(Stored data entries)

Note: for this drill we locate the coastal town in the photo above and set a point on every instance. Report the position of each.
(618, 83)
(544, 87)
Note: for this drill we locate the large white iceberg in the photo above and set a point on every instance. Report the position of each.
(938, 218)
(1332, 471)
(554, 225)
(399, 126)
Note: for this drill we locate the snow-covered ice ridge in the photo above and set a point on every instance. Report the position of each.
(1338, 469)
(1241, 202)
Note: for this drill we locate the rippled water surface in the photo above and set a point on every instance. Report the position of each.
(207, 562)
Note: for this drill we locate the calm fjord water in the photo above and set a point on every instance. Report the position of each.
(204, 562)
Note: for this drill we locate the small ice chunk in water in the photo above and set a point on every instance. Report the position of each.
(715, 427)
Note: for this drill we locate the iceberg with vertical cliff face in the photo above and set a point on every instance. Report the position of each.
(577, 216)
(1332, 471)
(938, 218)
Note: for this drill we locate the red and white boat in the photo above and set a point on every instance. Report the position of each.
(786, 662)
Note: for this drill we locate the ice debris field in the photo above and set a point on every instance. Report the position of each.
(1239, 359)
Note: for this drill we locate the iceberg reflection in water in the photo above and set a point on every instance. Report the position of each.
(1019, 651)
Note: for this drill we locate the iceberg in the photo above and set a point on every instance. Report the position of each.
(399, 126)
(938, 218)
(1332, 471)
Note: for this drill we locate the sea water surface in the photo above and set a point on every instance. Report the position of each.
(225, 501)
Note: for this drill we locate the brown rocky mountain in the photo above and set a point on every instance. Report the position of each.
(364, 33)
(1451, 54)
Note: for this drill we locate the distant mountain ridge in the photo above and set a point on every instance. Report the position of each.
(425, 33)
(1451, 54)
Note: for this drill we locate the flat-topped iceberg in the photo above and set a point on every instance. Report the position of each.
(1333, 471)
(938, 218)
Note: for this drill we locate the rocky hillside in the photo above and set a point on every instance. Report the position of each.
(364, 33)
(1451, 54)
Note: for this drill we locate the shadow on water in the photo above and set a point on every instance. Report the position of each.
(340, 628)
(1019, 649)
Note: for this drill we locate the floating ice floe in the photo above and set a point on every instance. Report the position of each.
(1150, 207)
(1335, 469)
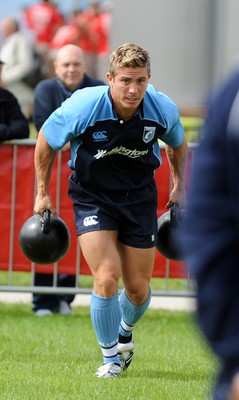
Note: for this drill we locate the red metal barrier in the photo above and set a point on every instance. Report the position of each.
(17, 186)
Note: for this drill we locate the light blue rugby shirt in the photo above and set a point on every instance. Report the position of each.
(107, 152)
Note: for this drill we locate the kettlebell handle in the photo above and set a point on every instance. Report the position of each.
(46, 221)
(175, 214)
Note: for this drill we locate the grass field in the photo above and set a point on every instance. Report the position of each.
(55, 358)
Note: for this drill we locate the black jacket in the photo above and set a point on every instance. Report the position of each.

[Assigned task] With images omitted, retype the data word for word.

[Output of the task]
Note: for this drill we locate the coastal town in the photo above and set a point on every instance. Report the position of each.
(618, 83)
(544, 87)
Note: for this drill we locate the large white iceberg in the photo above and set a point on every instance. Report the position of each.
(938, 218)
(1332, 471)
(554, 225)
(399, 126)
Note: for this drill we locate the snow-covered ice ridge in the photo above and set a point on every instance. Report the position of each.
(1338, 469)
(1241, 202)
Note: for this drill we locate the rippled water surface in the photo above and set a point on every instance. Report the position of each.
(207, 562)
Note: for this drill we locate the calm fjord water in the photo above and set a point on every instance. Report the position of each.
(204, 562)
Note: for this drill we locate the small ice chunk in water in the photo above and set a point on every instance. Report the position of each.
(715, 427)
Note: for this drill we locate the iceberg with vertical cliff face in the photo above and set a point on every instance. Report the position of each.
(577, 216)
(1332, 471)
(938, 218)
Note: for this drill we locate the red and white boat in the photo above and set a point on every instance. Report the position of each.
(786, 662)
Note: for this drill we locate the ice debris field in the photo above and set a point on every instance. Report the position of each.
(1239, 359)
Note: for this drill we locate the iceberg reflection in water in the photo above and set a point on every instance. Report the position of each.
(1019, 651)
Note: for this drill we locate the iceberg in the photo above and set a point on every instance. Report the position of each.
(399, 126)
(938, 218)
(1332, 471)
Note: for this drill we locate the sea water surface in the photo above and set a point on every instance. Report the position of each.
(225, 501)
Note: for this drill we locate the brown rocky mountain in the photo above and set a point on every instance. Report the position of each.
(364, 33)
(1451, 54)
Note: for this drill we locate the distant mountain ridge in the photo above and set a point on every instance. Report the position of each.
(425, 33)
(1451, 54)
Note: for this drill we locate the flat-topped iceberg in the photo above and set a point on every instance. Report the position of each.
(1333, 471)
(938, 218)
Note: for this drill we locate the rocky hillside in the photo above and set a point on every instance. Report the position of each.
(364, 33)
(1451, 54)
Note: for this drill we locate the shadow on water in the photo above and set a point on every instance. Report the position of each.
(340, 628)
(1019, 649)
Note: for this drill we locate the floating ice floe in the photo above and set a point on every instance. Report the position of each.
(1150, 207)
(1335, 469)
Note: for this drill we locate the red metal barrier in the photo above and set a point on every instance. Report the position of each.
(17, 186)
Note: for this drill we locate the light blue rugby shirt in the photo above and set a point on every instance. Report the position of each.
(107, 152)
Note: for this drill we locate the kettlebell handle in the photo above and set a point on every instance. Report the position of each.
(46, 221)
(175, 214)
Note: for this drill we locate the grass field in the photo above and set a point on every instance. Report the position of each.
(55, 358)
Note: for this drill we locate the black jacket in the photo above and set a point on every instance. Report the position of each.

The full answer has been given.